*** EXTRACTED DATA ***

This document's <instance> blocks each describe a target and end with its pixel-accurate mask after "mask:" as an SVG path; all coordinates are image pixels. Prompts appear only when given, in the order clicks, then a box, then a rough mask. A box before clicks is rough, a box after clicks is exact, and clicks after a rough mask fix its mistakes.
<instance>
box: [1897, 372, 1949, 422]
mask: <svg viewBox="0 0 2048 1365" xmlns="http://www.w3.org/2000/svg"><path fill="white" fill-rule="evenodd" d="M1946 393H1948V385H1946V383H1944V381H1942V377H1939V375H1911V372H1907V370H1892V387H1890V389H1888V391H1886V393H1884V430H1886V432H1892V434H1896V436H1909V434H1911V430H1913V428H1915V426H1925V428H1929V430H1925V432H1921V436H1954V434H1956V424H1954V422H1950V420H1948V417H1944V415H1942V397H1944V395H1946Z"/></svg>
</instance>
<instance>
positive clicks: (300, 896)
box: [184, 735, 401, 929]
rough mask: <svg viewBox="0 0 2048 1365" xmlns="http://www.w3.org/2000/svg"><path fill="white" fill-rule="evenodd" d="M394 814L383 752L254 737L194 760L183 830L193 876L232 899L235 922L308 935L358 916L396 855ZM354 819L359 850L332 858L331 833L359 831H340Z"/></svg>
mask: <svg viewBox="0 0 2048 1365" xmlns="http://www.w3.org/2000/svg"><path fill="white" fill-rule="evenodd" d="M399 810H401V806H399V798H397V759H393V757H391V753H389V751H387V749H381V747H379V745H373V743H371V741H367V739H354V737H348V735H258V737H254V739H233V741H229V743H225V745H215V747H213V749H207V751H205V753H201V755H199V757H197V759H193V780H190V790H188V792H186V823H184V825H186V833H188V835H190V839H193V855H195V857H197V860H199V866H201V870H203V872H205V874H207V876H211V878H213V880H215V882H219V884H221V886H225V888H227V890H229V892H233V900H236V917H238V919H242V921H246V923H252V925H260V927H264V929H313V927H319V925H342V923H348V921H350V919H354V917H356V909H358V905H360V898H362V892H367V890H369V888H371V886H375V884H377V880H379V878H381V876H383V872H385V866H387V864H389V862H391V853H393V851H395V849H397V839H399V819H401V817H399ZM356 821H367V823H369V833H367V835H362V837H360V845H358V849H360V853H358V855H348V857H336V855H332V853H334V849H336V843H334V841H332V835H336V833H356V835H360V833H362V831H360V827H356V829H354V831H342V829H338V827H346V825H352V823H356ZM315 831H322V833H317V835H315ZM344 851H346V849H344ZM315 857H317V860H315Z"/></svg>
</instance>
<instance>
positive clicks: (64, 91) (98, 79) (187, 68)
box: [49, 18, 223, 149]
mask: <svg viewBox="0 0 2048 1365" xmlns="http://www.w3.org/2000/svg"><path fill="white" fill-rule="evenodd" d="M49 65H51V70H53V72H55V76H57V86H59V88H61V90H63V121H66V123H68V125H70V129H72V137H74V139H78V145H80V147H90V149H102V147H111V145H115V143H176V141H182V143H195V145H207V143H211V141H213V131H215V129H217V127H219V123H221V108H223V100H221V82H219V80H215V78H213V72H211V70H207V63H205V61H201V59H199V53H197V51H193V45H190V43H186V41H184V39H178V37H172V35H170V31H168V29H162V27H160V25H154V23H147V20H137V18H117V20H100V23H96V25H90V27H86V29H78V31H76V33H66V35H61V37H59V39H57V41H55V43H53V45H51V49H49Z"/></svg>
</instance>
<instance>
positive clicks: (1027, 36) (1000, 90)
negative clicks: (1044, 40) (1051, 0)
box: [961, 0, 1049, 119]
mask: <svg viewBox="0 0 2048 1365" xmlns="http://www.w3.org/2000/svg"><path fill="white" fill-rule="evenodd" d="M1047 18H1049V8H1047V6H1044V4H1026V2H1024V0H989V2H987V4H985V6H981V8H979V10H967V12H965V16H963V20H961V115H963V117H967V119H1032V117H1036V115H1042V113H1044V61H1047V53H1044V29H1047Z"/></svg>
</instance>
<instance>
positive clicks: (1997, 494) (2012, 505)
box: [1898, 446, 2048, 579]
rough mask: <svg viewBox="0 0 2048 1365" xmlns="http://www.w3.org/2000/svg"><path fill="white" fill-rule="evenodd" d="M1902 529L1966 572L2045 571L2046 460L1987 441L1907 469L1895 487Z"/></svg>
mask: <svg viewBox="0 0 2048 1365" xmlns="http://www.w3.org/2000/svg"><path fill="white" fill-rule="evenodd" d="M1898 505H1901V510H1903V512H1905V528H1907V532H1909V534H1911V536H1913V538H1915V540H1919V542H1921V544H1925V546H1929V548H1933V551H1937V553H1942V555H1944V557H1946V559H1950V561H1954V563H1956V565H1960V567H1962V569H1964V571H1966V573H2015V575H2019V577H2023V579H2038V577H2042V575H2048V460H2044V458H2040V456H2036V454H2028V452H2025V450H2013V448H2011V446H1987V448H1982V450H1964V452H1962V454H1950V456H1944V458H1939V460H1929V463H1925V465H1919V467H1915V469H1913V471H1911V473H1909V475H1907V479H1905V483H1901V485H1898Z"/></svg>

*** End of EXTRACTED DATA ***

- _PROBLEM_
Across all the entries, how many lines hold the string "positive"? Only the number is needed.

- _RESPONSE_
4